* _Tarefa proposta 1_: Passe para uma tabela Markdown tudo o que vai da linha da listagem que contém "[locate] sprinkle-covered base (one dot each)" até o fim da listagem, com as duas pontas incluídas, usando as colunas Número e Linha. Deixe de fora as linhas em branco.

Muitas são as semelhanças entre as festividades juninas e os rituais dionisíacos, especialmente as Dionísias Rurais que deram origem à comédia, dos que entoavam os cantos fálicos. A tradução da peça Acarnenses no falar matuto cearense é a concretização de toda a pesquisa acerca dos rituais dionisíacos na Grécia e sua relação antropológica com as festividades juninas no Nordeste brasileiro.
Ana Maria César Pompeu
PREFÁCIO
De Atenas do séc. V a.C. até o Ceará de hoje
Foi em 425 a.C. que um ainda jovem Aristófanes ofereceu à Atenas uma das suas criações mais bem sucedidas e, para nós, a primeira comédia europeia que conservamos na íntegra: Acarnenses. Tratava-se de mobilizar um auditório essencialmente citadino, mas bem heterogêneo na sua constituição – afinal o teatro reunia toda a população masculina da cidade – para aqueles que eram os problemas do momento: um confronto entre a guerra, que grassava e dizimava gentes e patrimônio, e uma paz idílica, no campo, por que alguns começavam a suspirar; a penúria social de que certas populações, afetadas pelo conflito, estavam a ser vítimas; e a disparidade de interesses entre os que amealhavam fortunas com os negócios que a guerra sempre proporciona, perante os que simplesmente se viam despojados do essencial. A primeira mensagem era, portanto, didática, de intervenção política, no respeito pelo que foi sempre uma prioridade para o teatro grego antigo.

* _Listagem fornecida_:
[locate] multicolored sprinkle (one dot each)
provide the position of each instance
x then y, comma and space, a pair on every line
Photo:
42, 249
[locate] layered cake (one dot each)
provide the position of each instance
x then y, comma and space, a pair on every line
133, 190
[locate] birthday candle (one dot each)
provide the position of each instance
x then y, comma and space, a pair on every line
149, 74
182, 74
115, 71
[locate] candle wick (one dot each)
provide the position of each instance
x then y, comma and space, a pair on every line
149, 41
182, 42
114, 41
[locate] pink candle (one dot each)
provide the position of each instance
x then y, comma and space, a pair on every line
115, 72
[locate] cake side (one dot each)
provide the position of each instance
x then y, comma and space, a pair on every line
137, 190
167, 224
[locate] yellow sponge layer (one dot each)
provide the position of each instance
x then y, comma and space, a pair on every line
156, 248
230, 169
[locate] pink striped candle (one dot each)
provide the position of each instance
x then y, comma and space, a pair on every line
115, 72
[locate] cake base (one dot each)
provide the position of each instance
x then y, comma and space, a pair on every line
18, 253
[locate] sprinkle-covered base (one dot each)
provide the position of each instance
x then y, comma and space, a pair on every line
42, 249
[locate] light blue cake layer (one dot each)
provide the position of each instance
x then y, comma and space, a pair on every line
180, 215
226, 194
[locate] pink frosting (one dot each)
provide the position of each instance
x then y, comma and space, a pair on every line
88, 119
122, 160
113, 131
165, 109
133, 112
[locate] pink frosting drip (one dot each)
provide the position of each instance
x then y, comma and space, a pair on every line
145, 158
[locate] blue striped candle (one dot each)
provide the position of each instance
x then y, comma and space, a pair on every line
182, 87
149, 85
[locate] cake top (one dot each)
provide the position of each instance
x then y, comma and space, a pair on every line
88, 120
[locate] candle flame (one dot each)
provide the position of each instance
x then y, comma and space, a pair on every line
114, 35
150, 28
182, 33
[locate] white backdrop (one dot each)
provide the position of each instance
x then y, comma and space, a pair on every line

* _Tarefa proposta 2_: Reproduza o texto sobre a comédia Acarnenses do começo ao fim, sem mudar nada.

* _Resposta da tarefa 1_:
| Número | Linha |
|---|---|
| 1 | [locate] sprinkle-covered base (one dot each) |
| 2 | provide the position of each instance |
| 3 | x then y, comma and space, a pair on every line |
| 4 | 42, 249 |
| 5 | [locate] light blue cake layer (one dot each) |
| 6 | provide the position of each instance |
| 7 | x then y, comma and space, a pair on every line |
| 8 | 180, 215 |
| 9 | 226, 194 |
| 10 | [locate] pink frosting (one dot each) |
| 11 | provide the position of each instance |
| 12 | x then y, comma and space, a pair on every line |
| 13 | 88, 119 |
| 14 | 122, 160 |
| 15 | 113, 131 |
| 16 | 165, 109 |
| 17 | 133, 112 |
| 18 | [locate] pink frosting drip (one dot each) |
| 19 | provide the position of each instance |
| 20 | x then y, comma and space, a pair on every line |
| 21 | 145, 158 |
| 22 | [locate] blue striped candle (one dot each) |
| 23 | provide the position of each instance |
| 24 | x then y, comma and space, a pair on every line |
| 25 | 182, 87 |
| 26 | 149, 85 |
| 27 | [locate] cake top (one dot each) |
| 28 | provide the position of each instance |
| 29 | x then y, comma and space, a pair on every line |
| 30 | 88, 120 |
| 31 | [locate] candle flame (one dot each) |
| 32 | provide the position of each instance |
| 33 | x then y, comma and space, a pair on every line |
| 34 | 114, 35 |
| 35 | 150, 28 |
| 36 | 182, 33 |
| 37 | [locate] white backdrop (one dot each) |
| 38 | provide the position of each instance |
| 39 | x then y, comma and space, a pair on every line |

* _Resposta da tarefa 2_:
Muitas são as semelhanças entre as festividades juninas e os rituais dionisíacos, especialmente as Dionísias Rurais que deram origem à comédia, dos que entoavam os cantos fálicos. A tradução da peça Acarnenses no falar matuto cearense é a concretização de toda a pesquisa acerca dos rituais dionisíacos na Grécia e sua relação antropológica com as festividades juninas no Nordeste brasileiro.
Ana Maria César Pompeu
PREFÁCIO
De Atenas do séc. V a.C. até o Ceará de hoje
Foi em 425 a.C. que um ainda jovem Aristófanes ofereceu à Atenas uma das suas criações mais bem sucedidas e, para nós, a primeira comédia europeia que conservamos na íntegra: Acarnenses. Tratava-se de mobilizar um auditório essencialmente citadino, mas bem heterogêneo na sua constituição – afinal o teatro reunia toda a população masculina da cidade – para aqueles que eram os problemas do momento: um confronto entre a guerra, que grassava e dizimava gentes e patrimônio, e uma paz idílica, no campo, por que alguns começavam a suspirar; a penúria social de que certas populações, afetadas pelo conflito, estavam a ser vítimas; e a disparidade de interesses entre os que amealhavam fortunas com os negócios que a guerra sempre proporciona, perante os que simplesmente se viam despojados do essencial. A primeira mensagem era, portanto, didática, de intervenção política, no respeito pelo que foi sempre uma prioridade para o teatro grego antigo.